**What is expected**. Only one stretch of the records below should be repeated. It starts with the line containing "point(55, 35)" and goes on through the line containing "point(305, 9)", exactly as written.

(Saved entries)
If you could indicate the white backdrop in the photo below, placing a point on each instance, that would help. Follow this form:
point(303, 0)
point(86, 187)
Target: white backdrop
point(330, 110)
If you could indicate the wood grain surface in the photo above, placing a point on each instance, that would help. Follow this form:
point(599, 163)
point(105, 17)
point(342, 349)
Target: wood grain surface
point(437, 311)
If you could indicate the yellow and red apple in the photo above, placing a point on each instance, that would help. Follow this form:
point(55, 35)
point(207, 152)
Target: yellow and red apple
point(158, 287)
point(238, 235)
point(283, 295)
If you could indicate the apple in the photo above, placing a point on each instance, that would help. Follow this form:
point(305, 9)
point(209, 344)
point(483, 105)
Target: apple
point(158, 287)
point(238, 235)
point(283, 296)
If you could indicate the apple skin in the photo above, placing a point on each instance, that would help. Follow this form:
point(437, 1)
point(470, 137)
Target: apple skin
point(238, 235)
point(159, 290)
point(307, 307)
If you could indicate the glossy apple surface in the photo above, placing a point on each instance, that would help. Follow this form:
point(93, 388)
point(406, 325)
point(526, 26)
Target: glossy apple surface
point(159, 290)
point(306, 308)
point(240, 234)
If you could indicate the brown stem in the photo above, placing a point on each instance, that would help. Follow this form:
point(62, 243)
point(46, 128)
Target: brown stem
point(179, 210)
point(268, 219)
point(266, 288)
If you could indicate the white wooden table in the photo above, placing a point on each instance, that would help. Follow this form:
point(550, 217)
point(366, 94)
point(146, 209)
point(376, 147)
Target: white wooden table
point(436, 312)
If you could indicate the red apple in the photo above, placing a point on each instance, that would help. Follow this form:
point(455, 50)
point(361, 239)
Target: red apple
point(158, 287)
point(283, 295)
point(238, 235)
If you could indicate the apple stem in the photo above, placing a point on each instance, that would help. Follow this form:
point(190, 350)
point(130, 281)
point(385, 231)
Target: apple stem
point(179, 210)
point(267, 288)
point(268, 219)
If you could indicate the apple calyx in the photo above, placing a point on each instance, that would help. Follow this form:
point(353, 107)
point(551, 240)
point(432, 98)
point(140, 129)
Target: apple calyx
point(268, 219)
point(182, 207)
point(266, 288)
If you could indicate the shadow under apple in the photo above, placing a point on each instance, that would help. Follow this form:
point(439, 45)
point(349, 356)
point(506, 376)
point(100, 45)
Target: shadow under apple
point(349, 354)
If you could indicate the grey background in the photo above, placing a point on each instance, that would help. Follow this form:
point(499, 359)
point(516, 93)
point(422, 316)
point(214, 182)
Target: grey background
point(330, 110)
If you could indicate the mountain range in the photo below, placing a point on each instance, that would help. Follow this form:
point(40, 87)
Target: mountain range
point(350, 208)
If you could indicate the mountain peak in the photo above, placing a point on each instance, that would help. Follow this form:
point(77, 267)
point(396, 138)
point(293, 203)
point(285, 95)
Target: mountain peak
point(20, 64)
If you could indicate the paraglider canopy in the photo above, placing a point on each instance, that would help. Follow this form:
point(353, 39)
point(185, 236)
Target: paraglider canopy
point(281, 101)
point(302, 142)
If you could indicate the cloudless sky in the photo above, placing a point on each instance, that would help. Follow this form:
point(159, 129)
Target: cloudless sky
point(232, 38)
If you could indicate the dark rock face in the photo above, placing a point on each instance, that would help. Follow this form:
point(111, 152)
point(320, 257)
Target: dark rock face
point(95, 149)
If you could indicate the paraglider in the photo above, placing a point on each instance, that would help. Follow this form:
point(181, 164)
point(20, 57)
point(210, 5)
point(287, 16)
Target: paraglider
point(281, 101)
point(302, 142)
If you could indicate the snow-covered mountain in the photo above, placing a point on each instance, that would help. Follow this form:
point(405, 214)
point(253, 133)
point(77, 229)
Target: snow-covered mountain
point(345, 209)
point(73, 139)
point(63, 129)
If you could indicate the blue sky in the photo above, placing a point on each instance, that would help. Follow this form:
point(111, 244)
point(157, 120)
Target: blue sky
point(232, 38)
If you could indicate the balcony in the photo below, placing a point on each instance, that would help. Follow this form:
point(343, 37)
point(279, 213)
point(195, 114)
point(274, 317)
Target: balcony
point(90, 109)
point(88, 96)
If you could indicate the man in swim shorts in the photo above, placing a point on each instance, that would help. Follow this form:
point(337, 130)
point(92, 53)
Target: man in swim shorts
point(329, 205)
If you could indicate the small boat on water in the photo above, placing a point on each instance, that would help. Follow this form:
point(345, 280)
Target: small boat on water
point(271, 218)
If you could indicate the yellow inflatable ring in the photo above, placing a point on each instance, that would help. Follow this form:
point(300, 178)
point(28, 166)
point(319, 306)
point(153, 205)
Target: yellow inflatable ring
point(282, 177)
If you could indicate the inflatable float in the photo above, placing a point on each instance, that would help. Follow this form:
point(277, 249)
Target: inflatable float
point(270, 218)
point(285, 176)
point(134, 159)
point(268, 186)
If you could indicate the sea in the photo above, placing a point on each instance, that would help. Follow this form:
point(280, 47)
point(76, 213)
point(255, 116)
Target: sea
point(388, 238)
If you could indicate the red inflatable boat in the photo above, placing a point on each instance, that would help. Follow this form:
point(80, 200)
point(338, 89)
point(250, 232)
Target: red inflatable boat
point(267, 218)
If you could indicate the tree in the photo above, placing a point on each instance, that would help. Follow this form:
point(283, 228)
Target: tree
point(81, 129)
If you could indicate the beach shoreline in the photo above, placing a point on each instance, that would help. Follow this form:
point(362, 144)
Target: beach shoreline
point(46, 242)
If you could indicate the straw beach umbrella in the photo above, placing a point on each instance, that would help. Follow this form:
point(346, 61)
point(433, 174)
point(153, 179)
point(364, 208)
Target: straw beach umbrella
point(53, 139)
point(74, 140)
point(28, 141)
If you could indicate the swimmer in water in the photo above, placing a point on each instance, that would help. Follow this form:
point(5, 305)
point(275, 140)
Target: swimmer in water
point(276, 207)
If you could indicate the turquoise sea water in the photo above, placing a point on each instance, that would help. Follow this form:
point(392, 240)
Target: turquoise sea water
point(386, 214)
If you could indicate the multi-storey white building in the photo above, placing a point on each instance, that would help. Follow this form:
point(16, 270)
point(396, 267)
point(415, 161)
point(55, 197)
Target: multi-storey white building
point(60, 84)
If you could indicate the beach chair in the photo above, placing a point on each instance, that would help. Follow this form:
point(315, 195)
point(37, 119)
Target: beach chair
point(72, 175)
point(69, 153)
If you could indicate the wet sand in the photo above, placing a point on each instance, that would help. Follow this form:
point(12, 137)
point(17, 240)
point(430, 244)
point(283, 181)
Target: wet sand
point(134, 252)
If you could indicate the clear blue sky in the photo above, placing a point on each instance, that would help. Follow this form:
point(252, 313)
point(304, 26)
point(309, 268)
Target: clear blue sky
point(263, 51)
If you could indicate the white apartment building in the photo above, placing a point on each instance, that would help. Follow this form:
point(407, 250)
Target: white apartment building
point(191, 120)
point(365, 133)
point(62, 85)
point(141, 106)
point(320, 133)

**Written solution**.
point(55, 35)
point(207, 152)
Target: yellow and red apple
point(158, 287)
point(238, 235)
point(283, 295)
If you could indicate the apple in the photo above, placing a point on each instance, that would help. Follow this form:
point(305, 9)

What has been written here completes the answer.